[Start RECORD LIST]

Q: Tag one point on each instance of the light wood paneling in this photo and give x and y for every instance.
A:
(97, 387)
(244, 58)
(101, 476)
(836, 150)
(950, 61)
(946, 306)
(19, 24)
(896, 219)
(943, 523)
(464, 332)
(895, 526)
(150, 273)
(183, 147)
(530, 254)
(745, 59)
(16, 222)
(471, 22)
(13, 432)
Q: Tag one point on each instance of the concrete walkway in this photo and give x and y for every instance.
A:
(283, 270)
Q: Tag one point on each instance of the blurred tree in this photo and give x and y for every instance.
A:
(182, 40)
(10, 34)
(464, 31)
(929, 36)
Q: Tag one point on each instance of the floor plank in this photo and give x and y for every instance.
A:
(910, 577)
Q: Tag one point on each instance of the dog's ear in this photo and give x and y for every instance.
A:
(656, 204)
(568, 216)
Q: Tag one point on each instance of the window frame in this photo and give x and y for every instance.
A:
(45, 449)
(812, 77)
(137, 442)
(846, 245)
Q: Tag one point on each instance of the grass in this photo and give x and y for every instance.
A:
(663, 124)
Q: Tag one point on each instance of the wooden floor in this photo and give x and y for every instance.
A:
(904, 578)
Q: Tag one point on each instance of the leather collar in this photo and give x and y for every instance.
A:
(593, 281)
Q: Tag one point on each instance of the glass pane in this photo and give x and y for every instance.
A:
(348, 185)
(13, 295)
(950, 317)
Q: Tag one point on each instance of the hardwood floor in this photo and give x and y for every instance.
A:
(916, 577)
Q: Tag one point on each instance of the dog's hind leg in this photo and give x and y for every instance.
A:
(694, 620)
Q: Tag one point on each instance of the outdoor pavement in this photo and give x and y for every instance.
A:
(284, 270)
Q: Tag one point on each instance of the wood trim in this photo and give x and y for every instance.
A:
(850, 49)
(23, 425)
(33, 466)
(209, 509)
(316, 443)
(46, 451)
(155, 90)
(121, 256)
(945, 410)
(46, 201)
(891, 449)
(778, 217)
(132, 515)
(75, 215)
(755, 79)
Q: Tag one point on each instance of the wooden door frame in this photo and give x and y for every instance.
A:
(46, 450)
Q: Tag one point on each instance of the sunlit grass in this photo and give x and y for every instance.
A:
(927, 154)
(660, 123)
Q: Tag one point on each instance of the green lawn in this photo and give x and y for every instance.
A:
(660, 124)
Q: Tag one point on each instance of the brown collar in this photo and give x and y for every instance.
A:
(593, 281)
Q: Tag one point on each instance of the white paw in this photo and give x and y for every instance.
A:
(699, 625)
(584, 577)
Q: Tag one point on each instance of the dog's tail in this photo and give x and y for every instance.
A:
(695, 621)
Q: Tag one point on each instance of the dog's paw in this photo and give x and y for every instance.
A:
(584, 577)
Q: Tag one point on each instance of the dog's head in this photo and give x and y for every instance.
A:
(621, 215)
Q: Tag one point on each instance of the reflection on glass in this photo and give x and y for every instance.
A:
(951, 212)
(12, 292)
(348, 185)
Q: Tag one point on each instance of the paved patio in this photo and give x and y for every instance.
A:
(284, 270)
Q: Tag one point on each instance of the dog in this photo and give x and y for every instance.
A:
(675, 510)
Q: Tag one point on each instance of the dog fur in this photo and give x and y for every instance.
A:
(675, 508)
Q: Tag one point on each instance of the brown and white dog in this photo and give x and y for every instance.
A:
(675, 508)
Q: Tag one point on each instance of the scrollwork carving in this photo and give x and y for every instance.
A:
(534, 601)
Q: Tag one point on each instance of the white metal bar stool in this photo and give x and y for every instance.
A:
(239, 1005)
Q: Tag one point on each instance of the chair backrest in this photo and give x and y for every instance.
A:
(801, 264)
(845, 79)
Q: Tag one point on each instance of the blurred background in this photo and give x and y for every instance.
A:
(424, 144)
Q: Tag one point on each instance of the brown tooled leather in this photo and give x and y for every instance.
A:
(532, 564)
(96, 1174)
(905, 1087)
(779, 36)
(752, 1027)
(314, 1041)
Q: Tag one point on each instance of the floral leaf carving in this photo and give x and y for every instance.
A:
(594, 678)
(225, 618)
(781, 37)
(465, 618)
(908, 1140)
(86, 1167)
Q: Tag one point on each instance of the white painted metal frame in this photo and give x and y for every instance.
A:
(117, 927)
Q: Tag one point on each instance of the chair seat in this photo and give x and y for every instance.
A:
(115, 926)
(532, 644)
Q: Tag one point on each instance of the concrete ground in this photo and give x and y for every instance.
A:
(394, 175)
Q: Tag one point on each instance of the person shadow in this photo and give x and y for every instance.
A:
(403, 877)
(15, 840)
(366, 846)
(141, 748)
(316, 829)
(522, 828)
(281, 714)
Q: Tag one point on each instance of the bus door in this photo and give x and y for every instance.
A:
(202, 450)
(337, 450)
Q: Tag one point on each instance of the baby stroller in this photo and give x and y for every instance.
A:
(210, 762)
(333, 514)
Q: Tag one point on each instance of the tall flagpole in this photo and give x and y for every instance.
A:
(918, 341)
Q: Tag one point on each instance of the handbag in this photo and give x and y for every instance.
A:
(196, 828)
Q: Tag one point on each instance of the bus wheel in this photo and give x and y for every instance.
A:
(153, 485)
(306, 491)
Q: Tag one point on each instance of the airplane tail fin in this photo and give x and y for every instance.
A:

[End RECORD LIST]

WHAT TO DO
Edit the listing so that every occurrence of "Tag one point" reads "Mark a single point", keeping all other text the same.

OUTPUT
Q: Mark a single point on each instance of the light wood paneling in this photo and give x and y for every instance.
A:
(97, 387)
(244, 58)
(101, 476)
(836, 150)
(950, 61)
(946, 306)
(19, 24)
(896, 219)
(943, 523)
(464, 332)
(895, 526)
(150, 273)
(183, 147)
(530, 254)
(745, 59)
(16, 222)
(471, 22)
(13, 432)
Q: Mark a single point on each instance of the concrete walkway in this photo and give x and y for every instance.
A:
(283, 270)
Q: Mark a single point on each instance of the blurred tree in this photo and give x and y for every instance.
A:
(182, 40)
(10, 34)
(464, 31)
(929, 36)
Q: Mark a single point on each instance of the floor plank in this photo and give x and y for every instance.
A:
(910, 577)
Q: Mark a single point on each instance of the dog's ear in this photo and give x and y for every instance.
A:
(656, 204)
(568, 216)
Q: Mark a single point on each instance of the window frame in this photo and give x and y for every instance.
A:
(45, 449)
(812, 77)
(137, 442)
(846, 245)
Q: Mark a single point on each instance of the grass in this photo and give x and y for every instance.
A:
(663, 124)
Q: Mark a single point on each instance of the wooden floor in this photo and give x and y for every instance.
A:
(904, 578)
Q: Mark a single point on each instance of the leather collar in this photo and give x and y for every instance.
A:
(593, 281)
Q: Mark a single point on each instance of the glass pane in this photo and give x and y for every instance.
A:
(348, 185)
(13, 295)
(950, 317)
Q: Mark a single point on each instance of the hardwood floor in this photo and give x and y for every instance.
A:
(916, 577)
Q: Mark a single point on each instance of the dog's hind leg in this photo and give x and y for every instance.
A:
(694, 620)
Q: Mark a single point on each instance of the outdoor pavement in this photo and give x and y for every instance.
A:
(284, 270)
Q: Mark a single point on each instance of the wood trim in this photo and give x and y for every instance.
A:
(850, 49)
(23, 425)
(33, 466)
(209, 509)
(316, 443)
(46, 451)
(155, 90)
(121, 256)
(945, 410)
(46, 201)
(891, 449)
(778, 217)
(132, 515)
(75, 215)
(755, 79)
Q: Mark a single point on each instance of the wooden door frame in this photo and give x and y for every instance.
A:
(46, 450)
Q: Mark a single point on each instance of the sunlit grass in this photo and give x and y for every instance.
A:
(927, 154)
(660, 123)
Q: Mark a single point on each instance of the green lawn in this photo and give x and y for every instance.
A:
(660, 124)
Q: Mark a single point on each instance of the brown collar in this photo and give x and y for every instance.
A:
(593, 281)
Q: Mark a single point on each instance of the white paw in this photo and give x and y for every instance.
A:
(699, 625)
(584, 577)
Q: Mark a single point on each instance of the dog's tail in this photo and give x and y for every instance.
A:
(695, 621)
Q: Mark a single point on each instance of the dog's paw in this photo and give x and y for every instance.
A:
(584, 577)
Q: Mark a single point on each instance of the dog's head in this photo and give x and y for every instance.
A:
(621, 215)
Q: Mark a single point on each instance of the reflection on glass in this photo and give x and y for every instance.
A:
(951, 212)
(12, 292)
(348, 185)
Q: Mark a single point on each instance of the paved patio in this photo and give x and y for every instance.
A:
(284, 270)
Q: Mark a single point on each instance of the dog in this photo and give x and y for every instance.
A:
(675, 510)
Q: Mark a single point on each instance of the dog fur in this photo and give x and y for every instance.
A:
(675, 508)
Q: Mark a single point on each instance of the brown and white dog in this photo and give x and y for every instance.
A:
(675, 508)
Q: Mark a single point on each instance of the scrollwork carving in this photo and give x and y for every instance.
A:
(534, 601)
Q: Mark a single point on each instance of the white metal bar stool in this photo and give x and y for every instance.
A:
(239, 1005)
Q: Mark a single point on each instance of the chair backrest in this photo and give x and y for every instance.
A:
(801, 264)
(845, 79)
Q: Mark a single point on each instance of the blurred background in this photo and give x and y for every instance.
A:
(424, 144)
Q: Mark a single point on each instance of the brown tooled leather in this photo and give x and y for every instance.
A:
(532, 564)
(96, 1174)
(905, 1087)
(779, 36)
(752, 1027)
(314, 1041)
Q: Mark a single point on each instance of the floral leaf carving in this photo and give x and y for every instance.
A:
(594, 678)
(225, 618)
(781, 37)
(465, 618)
(908, 1140)
(86, 1167)
Q: Mark a single point on each instance of the white painted metal frame in this photo and give x and y for every instance.
A:
(117, 927)
Q: Mark a single point on each instance of the chair seat in this photo and give x and y for every instance.
A:
(115, 926)
(532, 644)
Q: Mark a single point on each instance of the concrete ground in this photo and give x and y for every instance.
A:
(394, 175)
Q: Mark a single point on each instance of the person shadow in this photo and give x and y for every instance.
A:
(403, 877)
(15, 840)
(366, 846)
(141, 748)
(316, 829)
(522, 828)
(281, 714)
Q: Mark a single point on each instance of the bus door in this photo and give x and y for every instance.
A:
(202, 450)
(337, 450)
Q: Mark a single point on each instance of the baby stroller in this photo and give x and y for every instance.
A:
(210, 762)
(333, 514)
Q: Mark a single point on each instance of the tall flagpole in this photo and give x and y for every instance.
A:
(918, 341)
Q: Mark a single point on each instance of the handbag in this photo and give x and y for every instance.
A:
(196, 828)
Q: Mark a single point on each instance of the bus wheel in this photo and give x and y for every instance.
A:
(153, 485)
(306, 491)
Q: Mark a single point on each instance of the airplane tail fin in this photo and give x and y for every instance.
A:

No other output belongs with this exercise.